===== EXTRACTED TEXT =====
Michael Bush says it takes several weeks of weekly addition to make it work. He is a great fan of adding brood and eggs. Here's what he says:
"There are few solutions as universal in their application and their success than adding a frame of open brood every week for three weeks. It is a virtual panacea for any queen issues. It gives the bees the pheromones to suppress laying workers. It gives them more workers coming in during a period where there is no laying queen. It does not interfere if there is a virgin queen. It gives them the resources to rear a queen. It is virtually foolproof and does not require finding a queen or seeing eggs. If you have any issue with queenrightness, no brood, worried that there is no queen, this is the simple solution that requires no worrying, no waiting, no hoping. You just give them what they need to resolve the situation. If you have any doubts about the queenrightness of a hive, give them some open brood and sleep well. Repeat once a week for two more weeks if you still aren't sure. By then things will be fine.
If you are afraid of transferring the queen from the queenright hive, because you are not good at finding queens, then shake or brush all the bees off before you give it to them.
=====
TASK TO CARRY OUT:
Translate this sentence from the beekeeping passage into Spanish: "It gives them the resources to rear a queen." The data after this point is separate from the beekeeping passage.
===== SOURCE MATERIAL =====
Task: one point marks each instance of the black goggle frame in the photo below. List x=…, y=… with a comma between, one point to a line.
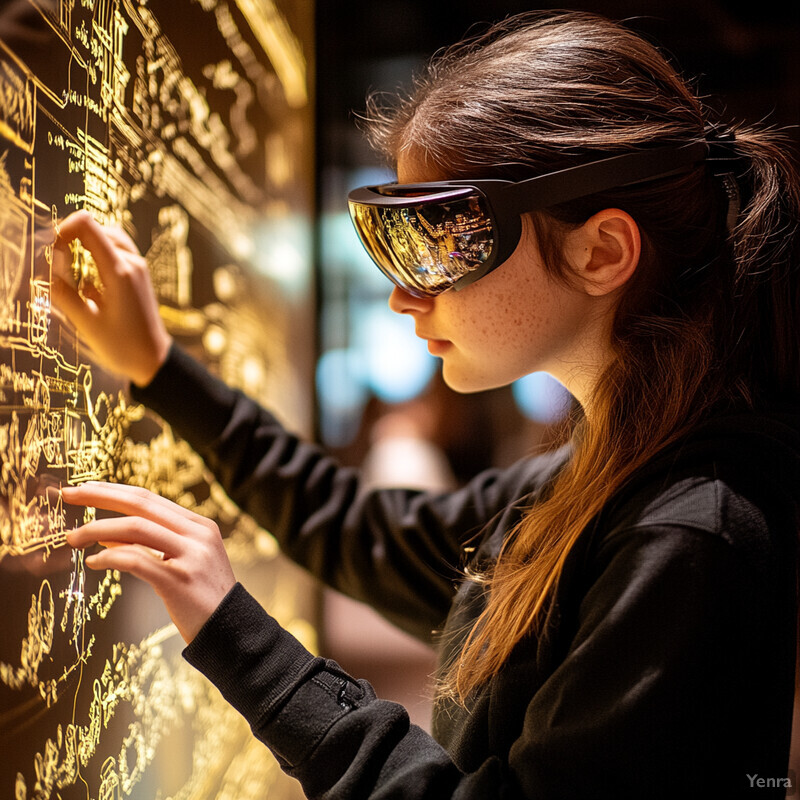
x=505, y=201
=====
SOLUTION TO THIS TASK:
Les da los recursos para criar una reina.